Task input:

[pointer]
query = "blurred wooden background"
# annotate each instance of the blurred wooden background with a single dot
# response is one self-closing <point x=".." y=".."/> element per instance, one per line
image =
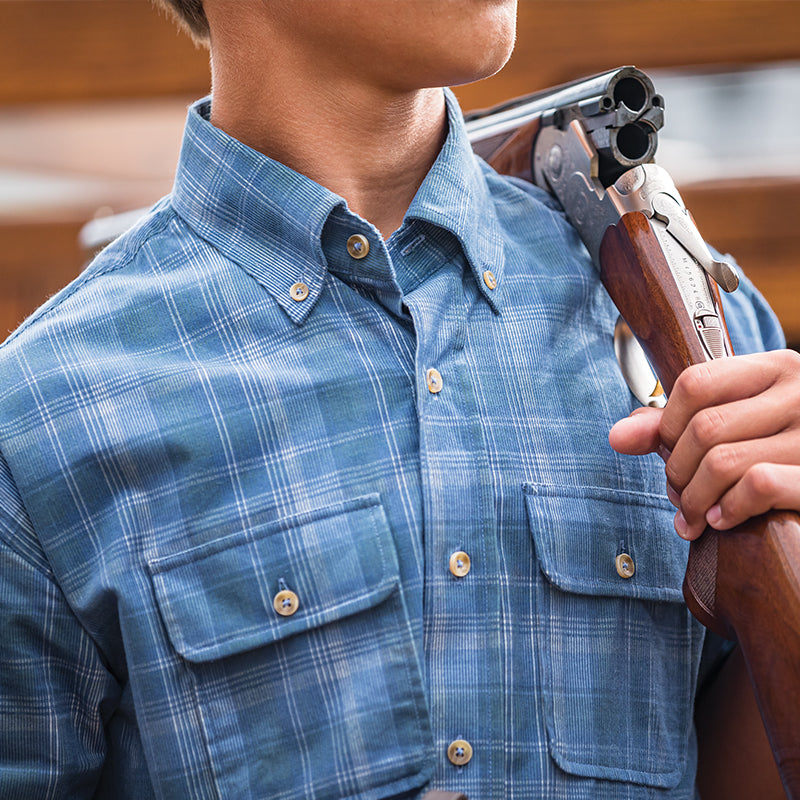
<point x="93" y="95"/>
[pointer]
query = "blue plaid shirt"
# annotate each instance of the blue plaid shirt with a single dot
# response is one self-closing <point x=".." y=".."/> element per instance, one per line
<point x="283" y="518"/>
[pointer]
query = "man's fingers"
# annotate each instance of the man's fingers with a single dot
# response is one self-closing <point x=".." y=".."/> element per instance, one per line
<point x="741" y="468"/>
<point x="716" y="437"/>
<point x="724" y="381"/>
<point x="638" y="433"/>
<point x="762" y="488"/>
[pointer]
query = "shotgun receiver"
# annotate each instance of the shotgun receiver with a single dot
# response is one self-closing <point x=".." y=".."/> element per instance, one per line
<point x="591" y="143"/>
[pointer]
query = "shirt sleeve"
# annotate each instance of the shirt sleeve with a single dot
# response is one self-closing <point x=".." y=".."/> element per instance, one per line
<point x="55" y="692"/>
<point x="752" y="324"/>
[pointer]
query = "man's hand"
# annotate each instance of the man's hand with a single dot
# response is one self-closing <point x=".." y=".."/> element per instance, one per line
<point x="730" y="437"/>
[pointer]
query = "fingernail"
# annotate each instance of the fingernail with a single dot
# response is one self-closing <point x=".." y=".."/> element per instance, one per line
<point x="681" y="526"/>
<point x="714" y="515"/>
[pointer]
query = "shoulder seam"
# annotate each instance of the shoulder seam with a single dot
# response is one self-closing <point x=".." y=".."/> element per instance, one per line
<point x="84" y="279"/>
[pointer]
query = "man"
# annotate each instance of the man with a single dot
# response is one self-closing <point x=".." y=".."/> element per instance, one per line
<point x="305" y="489"/>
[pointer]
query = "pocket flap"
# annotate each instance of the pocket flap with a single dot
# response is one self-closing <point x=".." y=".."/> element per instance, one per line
<point x="217" y="599"/>
<point x="579" y="532"/>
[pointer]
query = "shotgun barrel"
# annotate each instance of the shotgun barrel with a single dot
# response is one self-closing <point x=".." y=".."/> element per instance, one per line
<point x="591" y="143"/>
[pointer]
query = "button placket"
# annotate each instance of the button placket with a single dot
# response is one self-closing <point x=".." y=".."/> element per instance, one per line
<point x="460" y="564"/>
<point x="434" y="380"/>
<point x="625" y="566"/>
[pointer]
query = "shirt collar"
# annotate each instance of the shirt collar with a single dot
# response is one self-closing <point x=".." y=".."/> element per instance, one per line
<point x="269" y="219"/>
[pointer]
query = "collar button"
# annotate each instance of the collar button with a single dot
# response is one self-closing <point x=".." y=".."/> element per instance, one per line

Task prompt:
From the first line to the last, write out the data above exactly. Omit the pictures.

Result of this task:
[pointer]
query = "blurred wooden background"
# annotate each instance of the blurred wooden background with a single dot
# response is one self-closing <point x=".." y=".."/> element per instance, one per line
image =
<point x="93" y="95"/>
[pointer]
query = "blue plaid shirt"
# annotate each instance of the blue plaid shirt with a single dot
# response is one self-closing <point x=".." y=".."/> element per instance, one per line
<point x="283" y="518"/>
[pointer]
query = "man's fingers"
# annotate each instance of the man's fingers with a single dot
# response is one self-closing <point x=".." y=".."/> element per instance, one per line
<point x="741" y="468"/>
<point x="716" y="437"/>
<point x="724" y="381"/>
<point x="638" y="433"/>
<point x="762" y="488"/>
[pointer]
query = "shotgun receiver"
# annotate each instance of the shotgun receiver with a single dot
# response is one self-closing <point x=".." y=".."/> element per instance, one per line
<point x="591" y="143"/>
[pointer]
query = "shirt sleeve"
# annotate each instance of the shirt sleeve with a single dot
# response is one self-closing <point x=".." y=".."/> element per instance, one per line
<point x="55" y="692"/>
<point x="752" y="324"/>
[pointer]
query = "man's hand"
# annotate each instance of the man's hand with a single dot
# response is one self-closing <point x=".." y=".."/> element per instance, one per line
<point x="730" y="437"/>
[pointer]
query = "fingernail"
# annotate each instance of the fingernail with a single dot
# response is one self-closing <point x=".." y=".."/> element per instance, one per line
<point x="681" y="526"/>
<point x="714" y="515"/>
[pointer]
query = "shoulder seam"
# annotate each instance of the shoulder seam with a single dot
# response is one self-closing <point x=".." y=".."/> element per instance, one per line
<point x="84" y="279"/>
[pointer]
query = "man"
# annotate each instance of the man with a single dot
# response is one self-closing <point x=".." y=".."/> element per instance, one per line
<point x="305" y="489"/>
[pointer]
query = "pocket flap"
# annotate each instance of the pocket flap with a single dot
# response is one self-closing <point x=".." y=".."/> element per instance, one per line
<point x="217" y="599"/>
<point x="579" y="532"/>
[pointer]
query = "shotgun barrel"
# annotate each instance of the shotgun barrel with a single dot
# response is one self-closing <point x=".." y=".."/> element per instance, one per line
<point x="591" y="143"/>
[pointer]
query = "button placket"
# annotate each instance of the button placket with a single dot
# response is one self-closing <point x=".." y=".."/> element per instance, one per line
<point x="460" y="564"/>
<point x="434" y="380"/>
<point x="625" y="566"/>
[pointer]
query = "shirt collar"
# annotate each instance of the shirt collar with a single dot
# response is one self-closing <point x=".." y=".."/> element per instance, one per line
<point x="269" y="219"/>
[pointer]
query = "collar button"
# annotate each instance of the collar button with a single dot
# response is one self-closing <point x=".." y=".."/> element per instance, one per line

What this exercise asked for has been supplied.